● **EXERCISES TO COMPLETE**:
1. Rewrite the stretch of the Stewart W. Herman note from "Stewart W. Herman" through "management and employees.", changing "visiting fellow" to "senior fellow".
2. According to the note on Stewart W. Herman, in what year did he retire from the religion department of Concordia College?

● **PASSAGE SHOWN**:
____
Stewart W. Herman is a visiting fellow at the Christensen Center on Vocation at Augsburg University, after having retired from the religion department of Concordia College in 2015.  His Durable Goods (University of Notre Dame, 1997) offers a covenantal account of the relation between management and employees.
____
● **SUPPLIED DATA**:
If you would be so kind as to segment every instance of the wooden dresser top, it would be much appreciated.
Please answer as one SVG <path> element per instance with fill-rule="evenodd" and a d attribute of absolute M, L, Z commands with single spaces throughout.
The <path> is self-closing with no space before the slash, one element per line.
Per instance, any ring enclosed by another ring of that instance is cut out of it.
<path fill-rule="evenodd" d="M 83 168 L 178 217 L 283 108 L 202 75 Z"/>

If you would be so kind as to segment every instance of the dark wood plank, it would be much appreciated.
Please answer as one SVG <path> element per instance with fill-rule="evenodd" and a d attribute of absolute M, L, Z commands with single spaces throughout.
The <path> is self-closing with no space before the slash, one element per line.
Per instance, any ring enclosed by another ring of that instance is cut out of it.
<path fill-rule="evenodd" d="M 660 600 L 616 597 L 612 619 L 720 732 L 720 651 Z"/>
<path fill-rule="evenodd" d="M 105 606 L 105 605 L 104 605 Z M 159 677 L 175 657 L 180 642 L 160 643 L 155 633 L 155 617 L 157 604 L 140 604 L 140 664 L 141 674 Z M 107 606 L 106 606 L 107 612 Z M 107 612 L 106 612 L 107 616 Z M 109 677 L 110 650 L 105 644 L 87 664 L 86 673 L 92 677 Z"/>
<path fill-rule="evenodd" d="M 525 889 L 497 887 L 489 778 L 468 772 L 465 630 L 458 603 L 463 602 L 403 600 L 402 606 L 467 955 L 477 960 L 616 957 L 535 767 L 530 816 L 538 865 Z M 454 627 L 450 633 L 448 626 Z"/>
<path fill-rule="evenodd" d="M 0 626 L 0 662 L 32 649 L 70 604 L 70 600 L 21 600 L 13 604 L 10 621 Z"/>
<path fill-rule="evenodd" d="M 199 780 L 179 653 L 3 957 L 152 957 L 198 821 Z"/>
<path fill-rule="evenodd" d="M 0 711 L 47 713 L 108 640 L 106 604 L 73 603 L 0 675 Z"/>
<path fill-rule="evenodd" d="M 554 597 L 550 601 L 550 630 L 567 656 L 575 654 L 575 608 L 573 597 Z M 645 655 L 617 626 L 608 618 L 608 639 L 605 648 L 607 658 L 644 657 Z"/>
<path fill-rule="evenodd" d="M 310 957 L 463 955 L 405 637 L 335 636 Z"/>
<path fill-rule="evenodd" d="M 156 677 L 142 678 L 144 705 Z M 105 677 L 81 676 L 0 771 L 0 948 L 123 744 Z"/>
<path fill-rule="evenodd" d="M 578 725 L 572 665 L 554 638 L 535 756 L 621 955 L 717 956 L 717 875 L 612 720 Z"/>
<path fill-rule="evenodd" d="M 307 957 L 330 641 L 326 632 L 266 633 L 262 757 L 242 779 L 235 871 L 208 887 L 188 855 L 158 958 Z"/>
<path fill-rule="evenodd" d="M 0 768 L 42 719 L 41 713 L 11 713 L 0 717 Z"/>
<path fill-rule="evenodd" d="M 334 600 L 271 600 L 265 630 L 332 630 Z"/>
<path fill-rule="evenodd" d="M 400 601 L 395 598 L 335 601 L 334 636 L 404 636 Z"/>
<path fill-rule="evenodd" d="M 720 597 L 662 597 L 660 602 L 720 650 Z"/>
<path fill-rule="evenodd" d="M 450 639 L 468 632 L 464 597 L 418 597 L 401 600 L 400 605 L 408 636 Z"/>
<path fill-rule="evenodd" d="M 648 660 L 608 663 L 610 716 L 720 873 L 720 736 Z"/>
____
● **YOUR RESPONSES**:
1.
Stewart W. Herman is a senior fellow at the Christensen Center on Vocation at Augsburg University, after having retired from the religion department of Concordia College in 2015.  His Durable Goods (University of Notre Dame, 1997) offers a covenantal account of the relation between management and employees.

2. 2015